# Tareas por realizar:
a. Indica en qué año abrió el centro conocido como ‘La Calamina’, según el texto sobre el barrio de La Chanca.
b. Continúa el texto sobre el barrio de La Chanca a partir de su última oración.

# Texto mostrado:
Todavía, a comienzos de los años setenta, la calle de Valdivia se unía por el norte con las huellas de lo que había sido el lavadero de la Salud y sus fértiles huertas. Detrás de las casas que formaban la curva de bajada hasta la Rambla de La Chanca aún se podía ver el verde de la vega.
El barrio iba cambiando su aspecto con el primer asfalto, las primeras farolas y nuevas calles, pero aún mantenía esa esencia de lugar remoto donde era posible encontrar, intactas, algunas formas de vida que ya se habían perdido en el resto de la ciudad. Todavía reinaba en sus fachadas el color ocre que las llenaba de luz y el blanco de la cal con el que al menos una vez al año los vecinos retocaban sus ‘terraos’ para evitar las goteras.
Aquel escenario seguía siendo un barrio en estado puro, donde olía a tierra húmeda, al aroma de la comida que al mediodía se escapaba por las puertas de las casas que siempre estaban abiertas y al sudor cercano de los niños que poblaban sus cuestas. Eran los niños de la Chanca, hijos de la luz interminable del cerro y de las sombras de la tierra, camaleones adaptados a la dureza del paisaje, convictos de perseguir al sol por cuestas y barrancos, con la piel curtida por la lluvia y las rodillas rotas.
Aquellos niños de la Chanca, que reinaban por cuestas y barrancos, solían frecuentar el puerto pesquero y la explanada de San Roque cuando se ponían a correr detrás de un balón. Llegaban en bandadas y con las carteras o con piedras montaban dos porterías e imaginaban un campo de fútbol cuando no tenían un espacio digno donde soñar con ser futbolistas y tenían que improvisar en cualquier solar. El anhelo del barrio era poder tener alguna instalación deportiva decente, aunque sólo fuera una humilde pista, aspiración que no llegó hasta la década de los setenta, cuando se habilitó el solar de la antigua fábrica donde se transformaba la piedra calamina, que se había quedado abandonada durante décadas al borde de la Rambla de La Chanca.
El solar, que era propiedad del obispado, se utilizó para construir el llamado Centro de Promoción Virgen de la Chanca, dirigido por los Padres Marianistas. ‘La Calamina’, como fue bautizada aquella instalación, fue mucho más que un centro educativo. Su apertura, en 1974, fue una revolución para los habitantes de La Chanca, que por primera vez podían disponer de un establecimiento educativo abierto a todas las edades y de unas instalaciones deportivas que no había tenido nunca la zona de Pescadería. El centro jugó un papel fundamental en la educación de las familias más humildes.

# Datos extraídos:

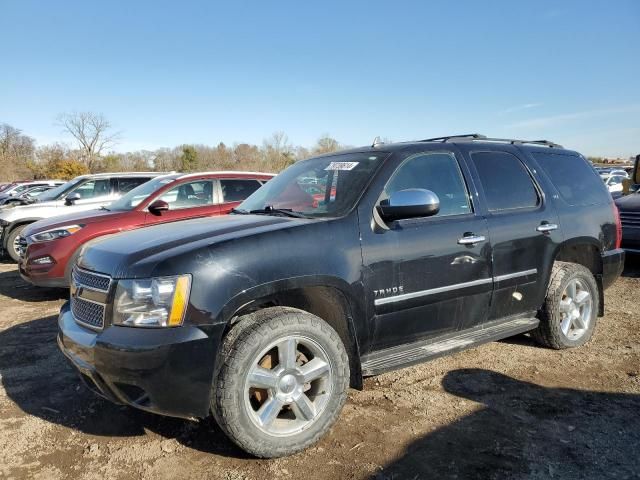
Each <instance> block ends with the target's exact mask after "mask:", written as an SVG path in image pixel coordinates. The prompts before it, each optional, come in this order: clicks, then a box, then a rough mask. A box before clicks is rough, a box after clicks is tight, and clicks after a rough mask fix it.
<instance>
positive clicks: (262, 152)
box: [0, 112, 346, 181]
mask: <svg viewBox="0 0 640 480" xmlns="http://www.w3.org/2000/svg"><path fill="white" fill-rule="evenodd" d="M56 125H58V126H59V127H60V128H61V130H62V132H64V133H66V134H67V135H68V136H70V137H71V138H73V143H72V144H71V145H69V144H66V143H52V144H49V145H40V146H39V145H36V142H35V140H34V139H33V138H32V137H30V136H29V135H27V134H25V133H23V132H22V131H21V130H20V129H18V128H15V127H13V126H12V125H9V124H8V123H2V122H0V180H5V181H7V180H8V181H12V180H27V179H44V178H51V179H61V180H68V179H71V178H73V177H76V176H78V175H83V174H87V173H100V172H123V171H150V170H153V171H158V172H169V171H179V172H194V171H203V170H204V171H206V170H256V171H266V172H274V173H275V172H279V171H280V170H282V169H284V168H286V167H288V166H289V165H291V164H293V163H295V162H296V161H298V160H302V159H304V158H308V157H310V156H313V155H319V154H323V153H330V152H334V151H337V150H341V149H344V148H346V147H345V146H344V145H341V144H340V143H339V142H338V141H337V140H335V139H334V138H331V137H330V136H329V135H323V136H321V137H320V138H319V139H318V141H317V142H316V144H315V145H313V146H312V147H310V148H305V147H302V146H294V145H292V144H291V143H290V142H289V139H288V137H287V135H286V134H285V133H284V132H276V133H274V134H272V135H271V136H270V137H269V138H267V139H265V140H264V141H263V142H262V144H261V145H253V144H248V143H235V144H233V145H227V144H225V143H223V142H220V143H218V144H217V145H215V146H211V145H199V144H195V145H187V144H185V145H179V146H176V147H173V148H160V149H157V150H139V151H135V152H126V153H116V152H114V151H113V150H112V149H113V147H114V146H115V145H117V142H118V140H119V139H120V136H121V134H120V133H119V132H117V131H115V129H114V128H113V126H112V124H111V123H110V122H109V121H108V120H107V119H106V118H105V117H104V115H102V114H99V113H92V112H74V113H67V114H61V115H60V116H58V118H57V120H56Z"/></svg>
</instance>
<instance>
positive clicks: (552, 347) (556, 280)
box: [532, 262, 600, 350]
mask: <svg viewBox="0 0 640 480" xmlns="http://www.w3.org/2000/svg"><path fill="white" fill-rule="evenodd" d="M599 302H600V297H599V295H598V285H597V283H596V280H595V278H594V277H593V274H592V273H591V271H590V270H589V269H588V268H586V267H584V266H582V265H579V264H576V263H568V262H555V263H554V264H553V268H552V270H551V277H550V279H549V285H548V287H547V295H546V298H545V303H544V306H543V307H542V309H541V310H540V314H539V318H540V325H538V328H537V329H536V330H534V331H533V332H532V336H533V338H534V339H535V340H536V341H538V343H540V344H542V345H544V346H546V347H549V348H553V349H556V350H560V349H564V348H573V347H579V346H581V345H584V344H585V343H587V342H588V341H589V340H590V339H591V337H592V336H593V332H594V330H595V327H596V321H597V315H598V311H599Z"/></svg>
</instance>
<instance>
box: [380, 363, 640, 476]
mask: <svg viewBox="0 0 640 480" xmlns="http://www.w3.org/2000/svg"><path fill="white" fill-rule="evenodd" d="M633 373H634V374H635V375H637V374H638V372H633ZM442 384H443V387H444V389H445V390H446V391H447V392H448V393H450V394H452V395H455V396H457V397H461V398H465V399H468V400H472V401H474V402H478V403H479V404H481V406H480V408H479V410H477V411H476V412H474V413H472V414H470V415H468V416H466V417H464V418H462V419H460V420H458V421H456V422H454V423H452V424H449V425H447V426H445V427H443V428H440V429H439V430H436V431H435V432H433V433H431V434H429V435H426V436H425V437H422V438H420V439H419V440H417V441H415V442H413V443H412V444H411V445H409V446H408V447H407V448H406V449H405V451H404V453H403V454H402V456H401V457H400V458H399V459H398V460H396V461H394V462H393V463H391V464H389V465H387V466H386V467H384V469H383V470H382V471H381V472H379V473H378V474H376V475H375V476H374V477H373V478H375V479H376V480H383V479H385V480H386V479H392V478H393V479H405V478H406V479H414V478H425V479H427V478H438V479H442V478H458V479H476V478H477V479H502V478H517V479H520V478H533V479H546V478H561V479H563V480H564V479H583V478H639V474H640V463H639V461H638V457H637V454H638V452H637V448H638V445H640V415H638V412H639V411H640V395H637V394H635V395H634V394H619V393H601V392H593V391H581V390H573V389H566V388H545V387H542V386H539V385H535V384H533V383H528V382H524V381H520V380H516V379H514V378H511V377H508V376H506V375H503V374H500V373H497V372H493V371H489V370H483V369H462V370H455V371H452V372H449V373H448V374H447V375H446V376H445V378H444V380H443V382H442Z"/></svg>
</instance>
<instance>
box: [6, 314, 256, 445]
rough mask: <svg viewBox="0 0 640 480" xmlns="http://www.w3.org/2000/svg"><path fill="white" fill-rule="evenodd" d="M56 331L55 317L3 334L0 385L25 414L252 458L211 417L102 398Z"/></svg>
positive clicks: (37, 320) (38, 321) (125, 436)
mask: <svg viewBox="0 0 640 480" xmlns="http://www.w3.org/2000/svg"><path fill="white" fill-rule="evenodd" d="M56 333H57V318H56V317H55V316H51V317H46V318H42V319H39V320H33V321H31V322H27V323H21V324H18V325H15V326H13V327H11V328H8V329H7V330H4V331H0V381H1V382H2V386H3V388H4V390H5V391H6V393H7V396H8V397H9V398H10V399H11V400H12V401H13V402H15V403H16V404H17V405H18V406H19V407H20V408H21V409H22V410H23V411H24V412H25V413H27V414H29V415H35V416H36V417H39V418H42V419H44V420H46V421H49V422H52V423H55V424H58V425H62V426H65V427H68V428H71V429H74V430H76V431H79V432H82V433H86V434H90V435H97V436H107V437H111V436H115V437H129V436H141V435H146V430H150V431H152V432H155V433H157V434H159V435H161V436H163V437H166V438H175V439H176V440H178V441H179V442H180V443H182V444H183V445H185V446H188V447H190V448H194V449H197V450H200V451H204V452H207V453H214V454H218V455H222V456H231V457H234V458H248V455H247V454H245V453H244V452H243V451H242V450H240V449H239V448H237V447H236V446H235V445H234V444H233V443H232V442H230V441H229V440H228V439H227V437H226V436H225V435H224V434H223V433H222V431H221V430H220V429H219V428H218V426H217V425H216V423H215V421H213V420H212V419H207V420H203V421H201V422H191V421H188V420H181V419H174V418H169V417H162V416H159V415H153V414H150V413H146V412H142V411H140V410H136V409H134V408H130V407H126V406H120V405H115V404H112V403H111V402H109V401H107V400H104V399H102V398H100V397H98V396H97V395H96V394H95V393H93V392H91V391H90V390H89V389H88V388H86V387H85V386H84V385H83V384H82V382H81V380H80V378H79V377H78V375H77V374H76V372H75V370H74V369H73V368H72V367H71V366H70V365H69V364H68V363H67V360H66V358H65V357H64V355H63V354H62V353H61V352H60V350H59V349H58V346H57V343H56Z"/></svg>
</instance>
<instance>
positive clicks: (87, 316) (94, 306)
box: [71, 297, 104, 329]
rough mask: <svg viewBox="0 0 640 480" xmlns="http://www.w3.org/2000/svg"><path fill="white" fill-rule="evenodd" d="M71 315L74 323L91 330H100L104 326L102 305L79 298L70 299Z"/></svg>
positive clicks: (72, 298)
mask: <svg viewBox="0 0 640 480" xmlns="http://www.w3.org/2000/svg"><path fill="white" fill-rule="evenodd" d="M71 313H73V317H74V318H75V319H76V322H79V323H83V324H85V325H88V326H89V327H92V328H99V329H101V328H102V327H103V326H104V305H102V304H99V303H94V302H90V301H88V300H85V299H83V298H79V297H71Z"/></svg>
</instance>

# Respuestas por tarea:
a. En 1974.

b.
Allí se organizaban ciclos de sexualidad y planificación familiar para generaciones de jóvenes que no habían recibido ninguna información al respecto, y que lo habían aprendido todo en la calle. Les hablaban de las enfermedades venéreas y de la necesidad de utilizar métodos anticonceptivos para evitar las familias numerosas en matrimonios que no tenían recursos económicos para mantenerlas.
La popularidad de ‘La Calamina’ le vino más que por las actividades culturales y educativas que allí se realizaban, por sus instalaciones deportivas. Los Marianistas habilitaron dos pistas, que más bien eran dos anchurones de tierra, que fueron utilizados como campos de fútbol. ‘La Calamina’ tenía ese aire tribal que caracteriza a los barrios más populares donde se mezclaban niños de todos los estamentos sociales. Por allí pasaron los niños descalzos que venían desde las casas de Ángel y el cerrillo del Hambre en las horas robadas al colegio, las pandillas de la Plaza de Pavía que se retaban en grandes desafíos, y los veteranos que aprovechaban los torneos para matar el gusanillo. En aquellas tardes de primavera en las que ‘La Calamina’ era una fábrica de futbolistas hasta el anochecer, desde las torres del tercer recinto de la Alcazaba se escuchaba el sonido incesante de las voces de los niños que como un zumbido interminable se convertía en la banda sonora del barrio.
A comienzos de los años ochenta, cuando aquel escenario se quedó pequeño para recibir a tanto niño con ambición de ser futbolista, un grupo de hombres del barrio, ligados al club San Roque, plantearon ante las autoridades la posibilidad de construir un campo de fútbol de verdad en el cerro de las Casas de Ángel.